* Challenge 1: Convert every line of the named-object pointing records into a JSON list of strings, with one string per line and blank lines omitted.

* Excerpted passage:
--- BEGIN ---
Does the Bible Put Women Down?
Feminists and political correctness advocates often ask the question, “Does the Bible put women down?” The Bible, Jesus’ words and His actions give a loud, resounding “No.”
When the “Feminist Movement” gained strength in the 1960’s, it was a fight for equal jobs, equal pay and respect for women. Absentee husbands and dads were called to task for their commitments. The second stage was women engaging in bra-burning and buying the message that casual sex would break our invisible chains. Helen Reddy’s 1972 song “I Am Woman” became the iconic feminist theme.
Next, the Feminist Movement began viewing men as unnecessary extras to their lives and to child-rearing. And the Bible was suddenly regarded as a tool for men to keep women “barefoot, pregnant and chained to the kitchen sink.” Some became convinced that the Bible even gave men a license to abuse women.
How did God’s Word become embroiled in the battle? As biblical principles in schools, government and at home began to sink below the American horizon, the bad rap on the Bible expanded. Fewer people were exposed to its pages, and simply believed what they heard when verses were twisted or eliminated for the Movement’s purpose.
The Bible doesn’t belittle women or make them second-class citizens. Jesus told Martha to get out of the kitchen and come learn the Scriptures like her sister Mary (Luke 10:38-43). We could even say he followed a woman’s orders by making wine for a wedding at his mother’s request, although He didn’t think it was time for His miracles yet (John 2:1-10). Wow. Sounds like today’s kind of guy.
When He rose from the tomb, Jesus thought enough about women to reveal Himself to them first, before any of the male disciples (Mark 16:1-7, Luke 24:1-9). As people became Christ followers, women like Priscilla were highly regarded as leaders of the faith in spreading the Gospel (Acts 18). When no man among the disciples believed Peter was free from jail, God used a woman, Rhoda, to convince them he was really knocking at their door (Acts 12).
--- END ---
* Challenge 2:
Answer these questions from the article on whether the Bible puts women down:
(a) What 1972 song became the iconic feminist theme?
(b) Whom did Jesus tell to get out of the kitchen and come learn the Scriptures?
(c) What woman did God use to convince the disciples that Peter was knocking at their door?

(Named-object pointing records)
--- BEGIN ---
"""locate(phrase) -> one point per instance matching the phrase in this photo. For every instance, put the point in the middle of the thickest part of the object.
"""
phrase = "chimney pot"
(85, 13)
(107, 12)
--- END ---
* Written answer 1:
[
  "\"\"\"locate(phrase) -> one point per instance matching the phrase in this photo. For every instance, put the point in the middle of the thickest part of the object.",
  "\"\"\"",
  "phrase = \"chimney pot\"",
  "(85, 13)",
  "(107, 12)"
]

* Written answer 2:
(a) Helen Reddy's "I Am Woman"
(b) Martha
(c) Rhoda